EXERCISE GOAL:
Answer these questions from the passage on timber harvest regulation below:
(a) What two example dates does it suggest for regulatory changes to take effect?
(b) How long is the current public comment period for Timber Harvest Plan reviews?
(c) What was the plan approval rate in 1989?

SELECTED PASSAGE:
○ ○ ○

Guidelines should have enough flexibility to account for site-specific conditions, yet provide enough parameters to ensure consistency. Such guidelines would assist in narrowing current differences in perspectives by departments that must interpret existing rules and would provide an accountability structure for decision-making.
The legislation authorizing the interpretive guidelines should clearly link the guidelines to existing regulations as clarifying material, allowing their adoption in the form of an "operations manual," as other state departments have done, to avoid the arduous and drawn-out regulatory process. Although the guidelines would not be subject to the regulatory public-input process, the Board should be instructed to ensure participation in the drafting of the guidelines by all interested parties.
The Governor and the Legislature should enact legislation that makes regulations promulgated by the Board of Forestry effective at specific times of the year.
The large number of forest practice regulatory
changes that take place each year causes confusion and frustration for timber
owners, foresters and state agencies. Grouping regulatory changes so they become
effective at one or two specific dates a year (such as January 1 or July 1)
would allow for better advance planning by the industry and preparation time for
state departments. The legislation should ocntinue the current provision for
immediate adoption of emergency regulations when justified.
The Governor and the Legislature should enact legislation to extend the public comment period for Timber Harvest Plan reviews and require notification of outcome.
The current 15-day period -- sometimes reduced by mail time and other factors -- does not allow adequate time for thorough analysis and response. And the existing practice of modifying plans without alerting the public may result in the public being unable to supply pertinent input. Instead, public members who have requested to be on a notification list should be alerted when a plan is first submitted (rather than when it is accepted for filing) and then notified again when the plan is sent forward by the review team with its recommendations and any non-concurrences to the Department of Forestry and Fire Protection's Director. The first notification would serve as an "early warning" system that harvesting is contemplated, while the second notification would give the public access to the plan as modified and critiqued by state officials.
Granting the public a 10-day response period from the time the plan is forwarded to the director (and modifying his decision-making time to 15 days to allow him to consider the public input) would result in an overall longer public comment period without significantly delaying the Timber Harvest Plan process.
|
The Timber Harvest Plan process has not proven effective in achieving a sound balance between economic and environmental concerns.
The authorizing statutes for the Timber Harvest Plan set the stage for logging while acknowledging the need to protect natural resources, including waterways, wildlife, fish, plants, scenic views and recreational areas. Despite timber industry complaints about the process, harvesting on private land has declined only marginally in the past five years and plans are routinely approved -- both signs that economic interests are being met. But the plan process has proven less effective in protecting the environment, as demonstrated in three areas:
TABLE 7 Timber Harvest Success
Indicators |
||||
| Measure | 1989 | 1990 | 1991 | 1992 |
| Volume in billion board feet | 2.637 | 2.673 | 2.064 | 2.124 |
| Value of harvest | $763 million | $890 million | $662 million | $902 million |
| Plan approval rate | 97% | 86% | 88% | 90% |
As the table indicates, the timber industry has seen a moderate decline in harvest volume, a substantial increase in dollar return and a high success rate in getting Timber Harvest Plans approved. Although industry critics have found the plan process lengthy, costly and frustrating, harvesting has hardly been regulated to a standstill on private lands in California. This is particularly true when the five alternatives to the Timber Harvest Plan process (authorized in Title 14 of the California Code of Regulations) are examined. They are:
As the chart indicates, the number of emergency notices and exemptions totalled slightly more than 1,500 in 1989. By 1993, the number had skyrocketed to more than 8,000: 1,100 emergency notices and 6,959 exemptions. This far outstripped the 1,206 regular Timber Harvest Plans submitted for approval in 1993.

○ ○ ○

INFORMATION PROVIDED:
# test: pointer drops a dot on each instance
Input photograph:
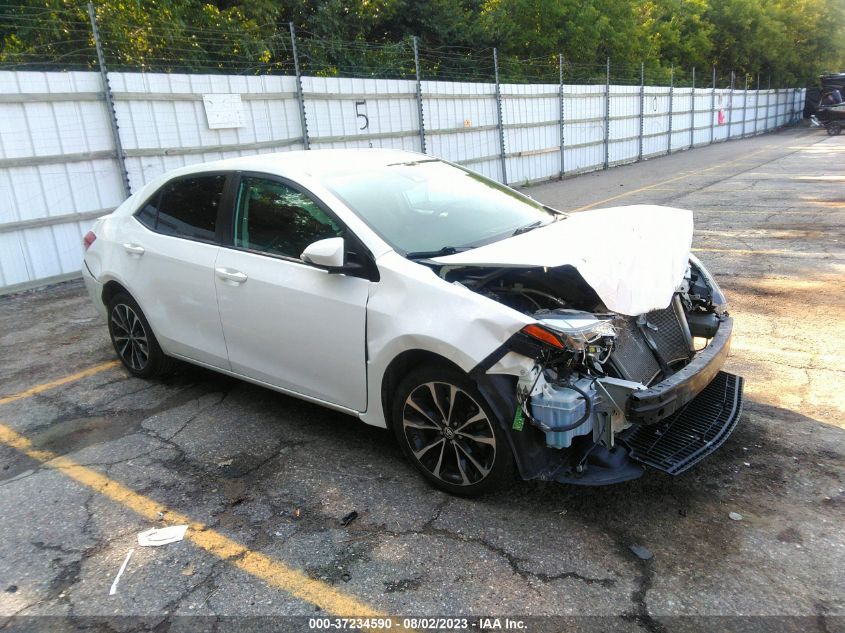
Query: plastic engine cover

○ ○ ○

TASK OUTPUT:
(a) January 1 and July 1
(b) 15 days
(c) 97%